↓↓↓
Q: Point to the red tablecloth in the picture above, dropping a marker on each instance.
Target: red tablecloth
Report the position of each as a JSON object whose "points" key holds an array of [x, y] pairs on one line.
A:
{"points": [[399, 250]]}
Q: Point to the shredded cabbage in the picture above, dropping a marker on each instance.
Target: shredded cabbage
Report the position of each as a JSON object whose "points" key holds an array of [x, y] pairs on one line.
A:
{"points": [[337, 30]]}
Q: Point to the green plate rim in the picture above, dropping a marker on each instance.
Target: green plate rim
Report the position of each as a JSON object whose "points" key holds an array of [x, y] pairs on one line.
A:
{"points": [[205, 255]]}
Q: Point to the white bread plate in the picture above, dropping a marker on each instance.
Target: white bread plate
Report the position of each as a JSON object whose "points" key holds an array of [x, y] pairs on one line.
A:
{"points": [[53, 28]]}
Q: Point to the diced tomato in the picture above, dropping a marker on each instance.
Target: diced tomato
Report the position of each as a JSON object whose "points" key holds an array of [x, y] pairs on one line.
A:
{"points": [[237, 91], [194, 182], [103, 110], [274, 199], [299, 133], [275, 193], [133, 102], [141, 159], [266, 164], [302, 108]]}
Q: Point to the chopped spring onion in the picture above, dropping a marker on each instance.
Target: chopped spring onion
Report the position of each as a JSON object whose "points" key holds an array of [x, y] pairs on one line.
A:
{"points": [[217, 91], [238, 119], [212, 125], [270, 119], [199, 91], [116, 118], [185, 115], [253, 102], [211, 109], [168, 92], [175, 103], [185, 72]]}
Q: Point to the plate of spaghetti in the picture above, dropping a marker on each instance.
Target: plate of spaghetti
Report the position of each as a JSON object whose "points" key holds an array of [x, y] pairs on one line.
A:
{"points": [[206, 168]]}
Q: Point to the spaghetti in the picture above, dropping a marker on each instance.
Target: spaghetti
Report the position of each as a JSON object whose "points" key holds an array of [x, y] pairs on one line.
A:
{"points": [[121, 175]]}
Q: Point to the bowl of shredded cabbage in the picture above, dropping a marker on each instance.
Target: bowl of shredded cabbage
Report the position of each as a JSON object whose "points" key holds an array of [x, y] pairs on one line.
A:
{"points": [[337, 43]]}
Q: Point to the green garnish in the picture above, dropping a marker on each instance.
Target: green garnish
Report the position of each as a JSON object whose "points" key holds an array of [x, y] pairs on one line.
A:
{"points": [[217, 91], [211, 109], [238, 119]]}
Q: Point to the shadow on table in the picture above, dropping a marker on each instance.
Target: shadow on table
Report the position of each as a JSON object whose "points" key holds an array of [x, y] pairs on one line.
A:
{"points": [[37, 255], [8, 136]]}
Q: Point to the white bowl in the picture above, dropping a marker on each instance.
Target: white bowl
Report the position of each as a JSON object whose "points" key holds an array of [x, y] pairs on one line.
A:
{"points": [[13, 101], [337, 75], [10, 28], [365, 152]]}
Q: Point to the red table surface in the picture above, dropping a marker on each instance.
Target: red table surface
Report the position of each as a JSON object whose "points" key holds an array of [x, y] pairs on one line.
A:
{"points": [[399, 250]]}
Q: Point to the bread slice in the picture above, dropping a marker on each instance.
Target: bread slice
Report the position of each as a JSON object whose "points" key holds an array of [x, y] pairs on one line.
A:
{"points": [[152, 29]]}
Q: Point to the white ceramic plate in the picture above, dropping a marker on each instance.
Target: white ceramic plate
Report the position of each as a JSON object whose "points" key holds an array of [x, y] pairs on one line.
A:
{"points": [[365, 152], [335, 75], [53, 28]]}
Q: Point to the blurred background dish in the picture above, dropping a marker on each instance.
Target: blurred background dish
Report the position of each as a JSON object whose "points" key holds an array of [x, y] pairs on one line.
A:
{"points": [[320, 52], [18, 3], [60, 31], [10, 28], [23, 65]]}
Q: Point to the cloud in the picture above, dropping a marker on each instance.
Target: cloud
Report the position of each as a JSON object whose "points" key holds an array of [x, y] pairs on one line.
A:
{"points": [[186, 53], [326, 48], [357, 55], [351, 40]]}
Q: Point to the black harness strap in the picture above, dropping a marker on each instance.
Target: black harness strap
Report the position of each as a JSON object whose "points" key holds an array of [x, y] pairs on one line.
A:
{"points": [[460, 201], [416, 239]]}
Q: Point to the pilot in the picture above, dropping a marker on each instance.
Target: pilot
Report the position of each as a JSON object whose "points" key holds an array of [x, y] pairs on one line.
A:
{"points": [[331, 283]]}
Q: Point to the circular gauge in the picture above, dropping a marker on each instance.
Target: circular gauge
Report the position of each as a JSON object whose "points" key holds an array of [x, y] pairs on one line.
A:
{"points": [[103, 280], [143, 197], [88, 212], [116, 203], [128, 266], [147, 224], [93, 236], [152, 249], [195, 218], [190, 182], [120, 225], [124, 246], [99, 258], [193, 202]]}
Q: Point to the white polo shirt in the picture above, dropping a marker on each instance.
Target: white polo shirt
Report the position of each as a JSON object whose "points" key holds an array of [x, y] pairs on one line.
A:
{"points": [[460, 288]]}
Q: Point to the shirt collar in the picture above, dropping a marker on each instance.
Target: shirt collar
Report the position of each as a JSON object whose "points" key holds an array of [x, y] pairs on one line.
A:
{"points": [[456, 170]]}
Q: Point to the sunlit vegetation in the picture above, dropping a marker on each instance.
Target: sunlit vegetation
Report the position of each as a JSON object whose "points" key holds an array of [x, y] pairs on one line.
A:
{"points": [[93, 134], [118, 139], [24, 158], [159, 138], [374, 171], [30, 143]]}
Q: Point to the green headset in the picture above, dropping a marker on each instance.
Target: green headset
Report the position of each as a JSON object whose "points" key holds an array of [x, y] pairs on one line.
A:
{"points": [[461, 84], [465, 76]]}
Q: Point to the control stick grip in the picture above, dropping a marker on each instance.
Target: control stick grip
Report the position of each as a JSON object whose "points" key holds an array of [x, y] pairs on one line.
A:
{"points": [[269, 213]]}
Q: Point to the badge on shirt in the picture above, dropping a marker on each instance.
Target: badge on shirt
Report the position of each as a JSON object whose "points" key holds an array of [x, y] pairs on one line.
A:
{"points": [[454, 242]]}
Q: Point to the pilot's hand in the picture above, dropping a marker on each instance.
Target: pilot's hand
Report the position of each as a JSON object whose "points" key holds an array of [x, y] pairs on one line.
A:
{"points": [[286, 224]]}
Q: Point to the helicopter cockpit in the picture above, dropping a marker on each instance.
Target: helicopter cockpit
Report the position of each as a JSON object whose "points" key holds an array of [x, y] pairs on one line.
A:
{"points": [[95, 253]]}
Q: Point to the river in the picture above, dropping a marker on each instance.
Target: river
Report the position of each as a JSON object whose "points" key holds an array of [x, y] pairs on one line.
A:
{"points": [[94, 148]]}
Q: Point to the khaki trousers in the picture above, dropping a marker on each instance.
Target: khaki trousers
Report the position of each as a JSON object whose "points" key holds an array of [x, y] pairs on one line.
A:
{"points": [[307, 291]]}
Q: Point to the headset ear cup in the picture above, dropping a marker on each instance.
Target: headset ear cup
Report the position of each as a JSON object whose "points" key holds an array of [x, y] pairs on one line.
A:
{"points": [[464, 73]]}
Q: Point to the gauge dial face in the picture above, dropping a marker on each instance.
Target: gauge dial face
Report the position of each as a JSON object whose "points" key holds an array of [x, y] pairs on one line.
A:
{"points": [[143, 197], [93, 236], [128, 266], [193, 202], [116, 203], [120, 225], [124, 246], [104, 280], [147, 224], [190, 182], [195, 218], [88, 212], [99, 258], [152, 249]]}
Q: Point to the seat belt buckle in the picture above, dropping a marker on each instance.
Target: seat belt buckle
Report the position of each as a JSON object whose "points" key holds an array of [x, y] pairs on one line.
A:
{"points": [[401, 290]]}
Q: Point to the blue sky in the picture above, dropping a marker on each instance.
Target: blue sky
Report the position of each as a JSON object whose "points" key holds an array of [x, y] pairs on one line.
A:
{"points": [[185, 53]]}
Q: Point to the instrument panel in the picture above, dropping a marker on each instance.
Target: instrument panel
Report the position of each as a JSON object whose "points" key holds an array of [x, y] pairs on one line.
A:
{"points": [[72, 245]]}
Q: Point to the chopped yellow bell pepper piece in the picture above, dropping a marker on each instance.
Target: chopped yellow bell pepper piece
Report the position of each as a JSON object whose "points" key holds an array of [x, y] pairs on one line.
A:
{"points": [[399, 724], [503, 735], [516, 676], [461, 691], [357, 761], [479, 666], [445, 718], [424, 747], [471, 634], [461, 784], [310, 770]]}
↑↑↑
• _Exercise objective_:
All lines from the one containing "Target: gauge dial face" through the last line of the data, both included, are to be retyped exactly, and no other line belongs in the answer.

• _Result_:
Target: gauge dial face
Report the position of each as a JSON object whose "points" key holds an array of [x, y] pairs on one line.
A:
{"points": [[143, 197], [93, 236], [128, 266], [193, 202], [116, 203], [120, 225], [124, 246], [104, 280], [147, 224], [190, 182], [195, 218], [88, 212], [99, 258], [152, 249]]}
Q: Point to the seat belt buckle in the picture above, dropping a marker on each instance.
Target: seat belt buckle
Report the position of each as a JSON object whose "points" key holds an array of [x, y] pairs on one line.
A:
{"points": [[401, 290]]}
Q: Point to the blue sky in the picture above, dropping a marker on each instance.
Target: blue sky
Report the position of each as a JSON object whose "points" key holds an array of [x, y] pairs on one line.
A:
{"points": [[185, 53]]}
Q: Point to the instrument panel in the picture above, dropping a marker on each instance.
Target: instrument panel
Report the position of each as a JSON object whose "points" key holds an array of [x, y] pairs on one line.
A:
{"points": [[72, 245]]}
Q: Point to the chopped yellow bell pepper piece in the picture above, dropping a marker on each instance.
Target: chopped yellow bell pepper piece
Report the position of each as a JSON object whose "points" key holds an array of [x, y] pairs on one line.
A:
{"points": [[399, 724], [503, 735], [516, 676], [461, 691], [357, 761], [479, 666], [445, 718], [424, 747], [471, 634], [461, 784], [310, 770]]}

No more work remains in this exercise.